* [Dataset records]
◇ ◇ ◇ ◇

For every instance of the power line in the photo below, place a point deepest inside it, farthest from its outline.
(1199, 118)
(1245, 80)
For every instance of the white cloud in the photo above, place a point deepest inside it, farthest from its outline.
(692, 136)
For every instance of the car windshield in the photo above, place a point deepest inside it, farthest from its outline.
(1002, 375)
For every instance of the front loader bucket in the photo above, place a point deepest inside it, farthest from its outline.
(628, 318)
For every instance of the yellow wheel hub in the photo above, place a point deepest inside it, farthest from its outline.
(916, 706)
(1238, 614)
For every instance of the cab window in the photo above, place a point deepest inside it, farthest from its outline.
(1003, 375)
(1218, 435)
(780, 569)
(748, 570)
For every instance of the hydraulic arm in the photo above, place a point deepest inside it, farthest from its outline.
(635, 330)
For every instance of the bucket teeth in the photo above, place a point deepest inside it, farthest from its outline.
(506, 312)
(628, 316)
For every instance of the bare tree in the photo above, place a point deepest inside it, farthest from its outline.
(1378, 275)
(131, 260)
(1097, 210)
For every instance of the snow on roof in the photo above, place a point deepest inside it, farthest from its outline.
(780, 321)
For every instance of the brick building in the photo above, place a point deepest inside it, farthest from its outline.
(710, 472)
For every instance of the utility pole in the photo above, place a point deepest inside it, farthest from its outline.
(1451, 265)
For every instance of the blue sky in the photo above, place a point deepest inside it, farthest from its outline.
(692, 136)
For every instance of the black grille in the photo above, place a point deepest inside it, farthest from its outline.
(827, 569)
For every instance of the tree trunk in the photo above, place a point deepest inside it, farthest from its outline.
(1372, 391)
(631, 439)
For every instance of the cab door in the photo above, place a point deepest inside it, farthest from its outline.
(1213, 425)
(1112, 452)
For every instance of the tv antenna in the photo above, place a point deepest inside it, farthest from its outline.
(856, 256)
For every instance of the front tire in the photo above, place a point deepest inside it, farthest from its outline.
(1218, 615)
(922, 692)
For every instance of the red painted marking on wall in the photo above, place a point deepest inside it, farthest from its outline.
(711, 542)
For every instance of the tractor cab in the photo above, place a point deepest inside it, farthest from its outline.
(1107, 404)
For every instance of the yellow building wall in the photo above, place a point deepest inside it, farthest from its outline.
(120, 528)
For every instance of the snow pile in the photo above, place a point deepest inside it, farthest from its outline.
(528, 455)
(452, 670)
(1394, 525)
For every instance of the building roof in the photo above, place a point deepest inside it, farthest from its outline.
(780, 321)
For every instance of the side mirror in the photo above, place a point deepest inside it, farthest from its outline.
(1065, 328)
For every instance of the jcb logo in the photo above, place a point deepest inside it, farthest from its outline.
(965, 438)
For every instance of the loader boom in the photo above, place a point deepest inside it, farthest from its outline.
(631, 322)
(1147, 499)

◇ ◇ ◇ ◇

* [TASK OBJECTIVE] Nothing in the data should be altered; please repeat it exactly.

* [YOUR SOLUTION]
For every instance of the power line in the photo below, place a point deepest inside it, farthest from its outline.
(1199, 118)
(1245, 80)
For every instance of the white cloud in the photo above, place a point deepest inside it, farthest from its outline.
(692, 136)
For every instance of the car windshield in the photo above, place a point deepest inside it, farthest from its outline.
(1002, 375)
For every instance of the front loader bucket in the photo above, place a point deepest inside it, farthest from its outline.
(628, 318)
For every instance of the yellow wheel hub in the photo above, place a point deepest inside it, farthest from its outline.
(916, 706)
(1238, 614)
For every instance of the cab window in the photo above, place a point deepest inside it, farthest from its outline.
(1003, 375)
(1218, 435)
(780, 569)
(748, 570)
For every instance of the hydraulic arm in the photo above, place a point deepest inside it, farthest from its outline.
(635, 330)
For every instance of the bucket teeth in the photo above, place a point deepest inside it, farthest from its outline.
(506, 312)
(628, 316)
For every instance of the bare tree in the photo above, place a point deepest inside it, farthest from its outline.
(1378, 275)
(131, 260)
(1097, 210)
For every instance of the snow on roof in the photo above, place a point deepest inside it, farthest from its outline.
(780, 321)
For every instance of the brick building in the photo above, place a point deepest inside it, farthest from its outline.
(710, 472)
For every instance of the utility pole in the photo above, place a point deepest inside it, farthest from its outline.
(1451, 265)
For every instance of the blue sky in the photo above, place a point deepest inside it, farthest from its outline.
(692, 136)
For every instance of the black grille in the photo above, place a point deepest inside it, farthest from its outline.
(827, 569)
For every instance of the tree trunk in the photo above, place a point deepest inside it, farthest from its outline.
(1372, 391)
(631, 439)
For every instance of the cab door in the photo above, place a point deepest inside it, farthest from its outline.
(1213, 425)
(1112, 452)
For every instance of the tv antenna in the photo above, place a point deepest inside it, farthest from its outline.
(856, 256)
For every instance of the front tire in the photo above, place a point deepest inside it, farthest from its outline.
(1218, 615)
(922, 692)
For every instance of the red painted marking on wall in the photo above, place a point deepest inside it, farthest from its outline.
(711, 542)
For every instance of the tractor cab in the photo above, place a point deepest inside it, farthest from its outline.
(1107, 404)
For every instance of the yellow building wall in the photo above, place a point deepest inside it, farthest from its outline.
(120, 528)
For every instance of the snow pile in the photo above, place a point deepest inside it, farthest from its outline.
(528, 455)
(452, 670)
(1394, 525)
For every instance of the building roof in the photo above, place a point deepest inside it, farthest from its outline.
(780, 321)
For every instance of the side mirror in the photo above, place a point deepest inside it, farthest from its outline.
(1065, 328)
For every instance of the jcb logo in the photo above, place a point deepest inside it, farthest from its outline.
(965, 438)
For every instance of the loader boom in the photo above, place a point deepest inside it, farthest from its outline.
(631, 322)
(1147, 499)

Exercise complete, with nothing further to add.